Task brief: Gather every line in the records below that contains the word "slice", and copy each one. Matching is case-sensitive.

[Excerpts of bounding box data]
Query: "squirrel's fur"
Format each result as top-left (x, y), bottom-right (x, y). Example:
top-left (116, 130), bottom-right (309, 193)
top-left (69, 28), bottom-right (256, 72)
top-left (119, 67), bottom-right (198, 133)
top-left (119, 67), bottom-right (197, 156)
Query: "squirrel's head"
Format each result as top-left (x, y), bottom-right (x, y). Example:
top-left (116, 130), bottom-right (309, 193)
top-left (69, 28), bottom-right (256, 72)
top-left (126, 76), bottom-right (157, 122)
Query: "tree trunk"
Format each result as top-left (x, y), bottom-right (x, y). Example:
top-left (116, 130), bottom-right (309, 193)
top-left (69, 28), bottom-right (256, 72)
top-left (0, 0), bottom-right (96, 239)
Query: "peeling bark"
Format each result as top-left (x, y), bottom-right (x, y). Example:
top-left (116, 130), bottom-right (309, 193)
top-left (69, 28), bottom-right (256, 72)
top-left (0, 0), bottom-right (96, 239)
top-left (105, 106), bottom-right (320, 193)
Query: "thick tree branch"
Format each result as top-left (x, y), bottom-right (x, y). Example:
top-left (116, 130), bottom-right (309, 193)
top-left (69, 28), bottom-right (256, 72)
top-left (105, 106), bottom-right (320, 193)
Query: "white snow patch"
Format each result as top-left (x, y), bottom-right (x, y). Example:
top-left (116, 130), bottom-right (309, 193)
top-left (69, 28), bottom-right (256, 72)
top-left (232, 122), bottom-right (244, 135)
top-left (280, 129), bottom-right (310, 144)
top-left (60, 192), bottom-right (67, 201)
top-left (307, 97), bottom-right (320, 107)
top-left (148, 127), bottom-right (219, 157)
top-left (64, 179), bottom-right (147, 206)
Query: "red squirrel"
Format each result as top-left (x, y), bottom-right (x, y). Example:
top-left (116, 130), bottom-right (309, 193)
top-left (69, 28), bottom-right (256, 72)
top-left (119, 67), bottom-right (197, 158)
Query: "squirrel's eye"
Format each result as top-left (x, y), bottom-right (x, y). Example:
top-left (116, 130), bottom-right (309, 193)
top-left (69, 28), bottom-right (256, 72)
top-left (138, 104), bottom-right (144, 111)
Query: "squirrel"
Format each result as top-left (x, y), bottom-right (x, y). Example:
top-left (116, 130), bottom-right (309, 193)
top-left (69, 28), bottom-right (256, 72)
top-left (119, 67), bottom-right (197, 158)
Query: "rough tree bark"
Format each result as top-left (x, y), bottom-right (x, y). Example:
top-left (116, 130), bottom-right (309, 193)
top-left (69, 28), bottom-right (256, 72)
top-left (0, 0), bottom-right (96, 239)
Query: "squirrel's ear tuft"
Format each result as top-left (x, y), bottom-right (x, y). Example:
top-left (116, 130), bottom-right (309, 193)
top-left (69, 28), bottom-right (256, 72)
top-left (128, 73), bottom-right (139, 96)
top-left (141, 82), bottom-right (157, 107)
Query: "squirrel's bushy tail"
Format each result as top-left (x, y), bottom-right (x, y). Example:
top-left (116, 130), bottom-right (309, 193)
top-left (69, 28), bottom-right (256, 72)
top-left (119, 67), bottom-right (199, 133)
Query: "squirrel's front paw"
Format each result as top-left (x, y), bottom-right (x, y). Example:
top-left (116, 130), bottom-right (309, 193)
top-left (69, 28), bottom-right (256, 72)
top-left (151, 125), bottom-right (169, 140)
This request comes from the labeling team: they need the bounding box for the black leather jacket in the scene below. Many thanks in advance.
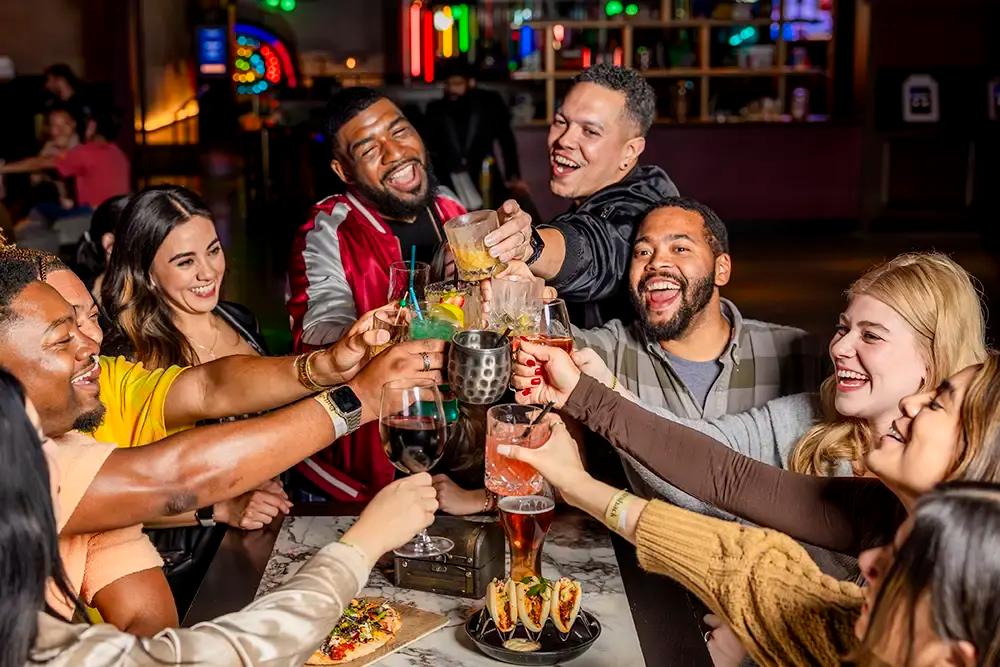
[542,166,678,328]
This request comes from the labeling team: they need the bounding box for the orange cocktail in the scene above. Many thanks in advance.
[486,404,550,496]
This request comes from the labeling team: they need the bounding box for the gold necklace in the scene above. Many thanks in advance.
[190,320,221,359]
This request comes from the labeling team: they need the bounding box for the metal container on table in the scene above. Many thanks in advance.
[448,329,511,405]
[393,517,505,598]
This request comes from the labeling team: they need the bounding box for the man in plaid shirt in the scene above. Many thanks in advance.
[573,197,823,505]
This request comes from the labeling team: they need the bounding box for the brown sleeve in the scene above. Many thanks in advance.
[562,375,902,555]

---

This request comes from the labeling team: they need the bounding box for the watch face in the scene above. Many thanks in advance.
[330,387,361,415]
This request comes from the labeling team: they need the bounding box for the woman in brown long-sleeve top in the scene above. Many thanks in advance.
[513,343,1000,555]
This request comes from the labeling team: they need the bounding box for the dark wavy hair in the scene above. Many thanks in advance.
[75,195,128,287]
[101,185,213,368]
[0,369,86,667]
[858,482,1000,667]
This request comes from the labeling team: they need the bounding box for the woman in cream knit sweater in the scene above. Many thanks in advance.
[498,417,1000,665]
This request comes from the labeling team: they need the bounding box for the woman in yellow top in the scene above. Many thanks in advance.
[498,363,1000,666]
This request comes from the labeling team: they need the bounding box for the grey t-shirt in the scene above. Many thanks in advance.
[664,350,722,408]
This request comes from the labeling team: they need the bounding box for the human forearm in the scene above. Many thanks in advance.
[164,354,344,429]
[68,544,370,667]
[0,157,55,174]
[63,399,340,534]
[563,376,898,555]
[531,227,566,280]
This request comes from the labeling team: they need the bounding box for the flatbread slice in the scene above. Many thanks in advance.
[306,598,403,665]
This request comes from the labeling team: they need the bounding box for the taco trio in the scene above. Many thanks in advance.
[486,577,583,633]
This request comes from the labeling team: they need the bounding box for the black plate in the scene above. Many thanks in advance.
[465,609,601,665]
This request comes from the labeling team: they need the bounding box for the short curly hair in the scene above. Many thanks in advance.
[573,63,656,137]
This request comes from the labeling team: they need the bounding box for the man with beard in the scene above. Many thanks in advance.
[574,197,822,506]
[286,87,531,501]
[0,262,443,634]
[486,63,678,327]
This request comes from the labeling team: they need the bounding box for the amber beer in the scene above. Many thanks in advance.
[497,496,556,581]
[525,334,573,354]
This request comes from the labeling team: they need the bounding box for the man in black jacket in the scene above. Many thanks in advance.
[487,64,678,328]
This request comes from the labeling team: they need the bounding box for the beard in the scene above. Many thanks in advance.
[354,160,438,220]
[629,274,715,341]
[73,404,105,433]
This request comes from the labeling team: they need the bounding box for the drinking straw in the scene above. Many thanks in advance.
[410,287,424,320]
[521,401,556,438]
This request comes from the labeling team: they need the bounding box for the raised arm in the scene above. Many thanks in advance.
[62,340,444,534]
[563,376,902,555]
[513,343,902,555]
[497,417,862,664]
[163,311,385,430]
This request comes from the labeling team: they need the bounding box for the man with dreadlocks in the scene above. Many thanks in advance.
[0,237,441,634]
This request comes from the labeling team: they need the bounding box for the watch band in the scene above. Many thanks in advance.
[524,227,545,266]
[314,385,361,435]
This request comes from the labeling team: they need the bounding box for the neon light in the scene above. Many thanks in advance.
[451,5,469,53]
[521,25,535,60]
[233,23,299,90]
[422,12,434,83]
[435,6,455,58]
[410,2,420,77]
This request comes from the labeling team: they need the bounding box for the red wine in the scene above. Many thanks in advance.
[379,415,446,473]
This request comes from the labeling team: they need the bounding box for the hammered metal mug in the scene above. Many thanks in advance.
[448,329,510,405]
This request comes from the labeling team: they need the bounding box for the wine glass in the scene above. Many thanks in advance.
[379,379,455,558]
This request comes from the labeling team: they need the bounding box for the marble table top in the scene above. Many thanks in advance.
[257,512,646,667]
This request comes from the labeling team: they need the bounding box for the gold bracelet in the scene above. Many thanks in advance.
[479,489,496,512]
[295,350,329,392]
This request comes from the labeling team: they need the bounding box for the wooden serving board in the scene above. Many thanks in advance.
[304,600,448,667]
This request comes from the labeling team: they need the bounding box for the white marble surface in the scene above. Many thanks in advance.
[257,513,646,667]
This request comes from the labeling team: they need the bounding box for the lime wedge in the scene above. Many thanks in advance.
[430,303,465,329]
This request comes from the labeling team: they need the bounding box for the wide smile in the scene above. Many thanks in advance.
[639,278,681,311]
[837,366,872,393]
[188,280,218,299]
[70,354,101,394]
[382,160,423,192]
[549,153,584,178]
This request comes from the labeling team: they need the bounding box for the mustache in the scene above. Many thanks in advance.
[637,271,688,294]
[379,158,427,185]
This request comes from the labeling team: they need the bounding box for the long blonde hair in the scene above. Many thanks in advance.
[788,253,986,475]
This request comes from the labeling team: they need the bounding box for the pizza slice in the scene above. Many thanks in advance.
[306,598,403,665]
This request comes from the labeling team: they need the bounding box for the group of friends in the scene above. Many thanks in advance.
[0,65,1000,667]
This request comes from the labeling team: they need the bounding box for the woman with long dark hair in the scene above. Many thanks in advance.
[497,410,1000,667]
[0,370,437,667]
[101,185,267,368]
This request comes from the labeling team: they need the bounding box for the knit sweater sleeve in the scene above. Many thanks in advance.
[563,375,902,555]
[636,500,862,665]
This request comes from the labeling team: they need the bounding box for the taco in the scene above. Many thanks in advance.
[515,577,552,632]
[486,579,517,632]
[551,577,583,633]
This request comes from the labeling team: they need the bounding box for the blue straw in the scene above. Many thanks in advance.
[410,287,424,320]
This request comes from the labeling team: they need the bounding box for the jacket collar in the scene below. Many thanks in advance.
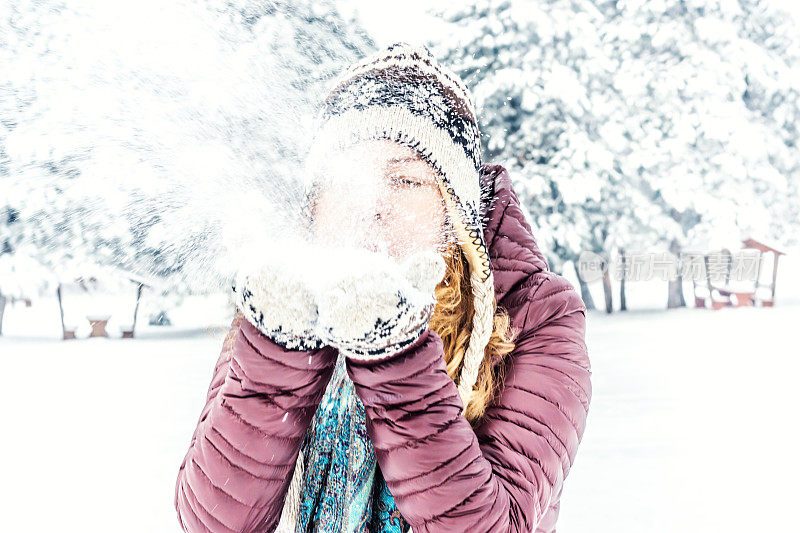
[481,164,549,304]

Exercise response:
This request comes from the labeling team: they need the bounding box for the flatbread slice in the scene above. Many thanks in advance.
This request comes from the labeling team: they need the bounding box for the pizza slice in the scene above. Many thanks in advance.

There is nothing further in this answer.